About this task: All lines from the one with "Target: forest" through the final line of the records below must be written out exactly, with no other text.

** Opening Records to process block **

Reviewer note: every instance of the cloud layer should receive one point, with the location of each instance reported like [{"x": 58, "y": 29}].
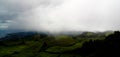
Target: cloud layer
[{"x": 61, "y": 15}]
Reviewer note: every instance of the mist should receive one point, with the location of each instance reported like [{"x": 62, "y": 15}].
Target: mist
[{"x": 63, "y": 15}]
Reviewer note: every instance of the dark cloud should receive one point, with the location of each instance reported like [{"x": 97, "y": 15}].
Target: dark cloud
[{"x": 61, "y": 15}]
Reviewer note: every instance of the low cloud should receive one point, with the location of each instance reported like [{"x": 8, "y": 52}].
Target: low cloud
[{"x": 63, "y": 15}]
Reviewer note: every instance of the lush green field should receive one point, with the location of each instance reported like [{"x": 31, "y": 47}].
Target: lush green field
[{"x": 84, "y": 45}]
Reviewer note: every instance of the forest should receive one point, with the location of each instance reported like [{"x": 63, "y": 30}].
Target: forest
[{"x": 86, "y": 44}]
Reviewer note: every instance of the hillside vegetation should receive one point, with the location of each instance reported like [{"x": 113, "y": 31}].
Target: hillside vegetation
[{"x": 87, "y": 44}]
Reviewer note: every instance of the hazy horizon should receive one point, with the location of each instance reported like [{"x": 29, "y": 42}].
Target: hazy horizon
[{"x": 60, "y": 15}]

** Closing Records to process block **

Answer area:
Target: forest
[{"x": 86, "y": 44}]
Reviewer note: every instance of the hillside vegetation should receive one point, with the location of each instance reported like [{"x": 113, "y": 31}].
Target: hillside vegetation
[{"x": 87, "y": 44}]
Reviewer note: every instance of the hazy horizon should receive one point, with the location of each instance reported like [{"x": 29, "y": 42}].
Target: hazy horizon
[{"x": 60, "y": 15}]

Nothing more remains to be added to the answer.